Your answer should be a single number: the count of lines in the entries below that contain "point".

Referring expression data

----

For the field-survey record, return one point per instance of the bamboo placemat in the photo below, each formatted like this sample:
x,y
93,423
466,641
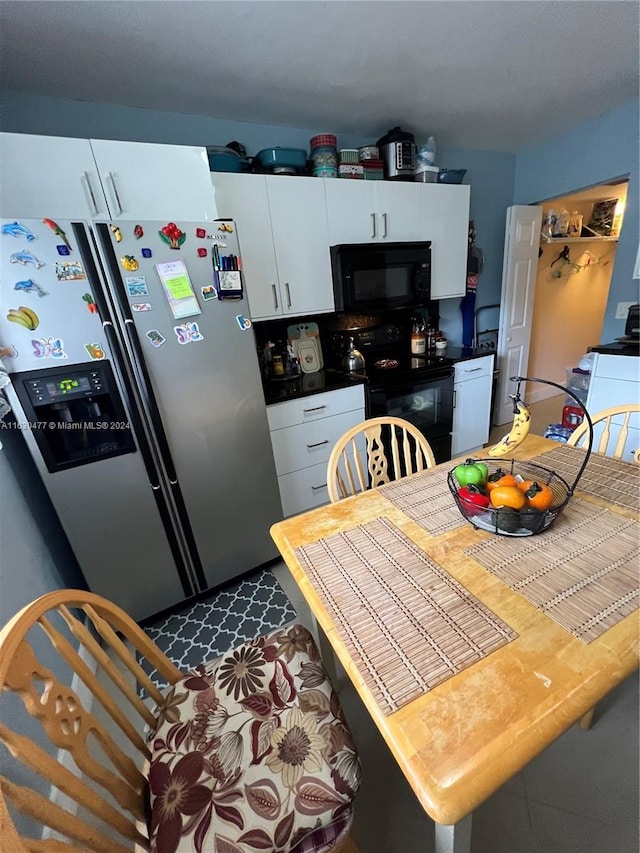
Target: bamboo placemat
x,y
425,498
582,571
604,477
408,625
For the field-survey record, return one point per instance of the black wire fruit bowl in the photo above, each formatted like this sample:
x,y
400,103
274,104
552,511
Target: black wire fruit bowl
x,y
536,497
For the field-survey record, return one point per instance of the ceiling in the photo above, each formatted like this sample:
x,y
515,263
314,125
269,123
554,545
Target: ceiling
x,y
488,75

----

**Task solution**
3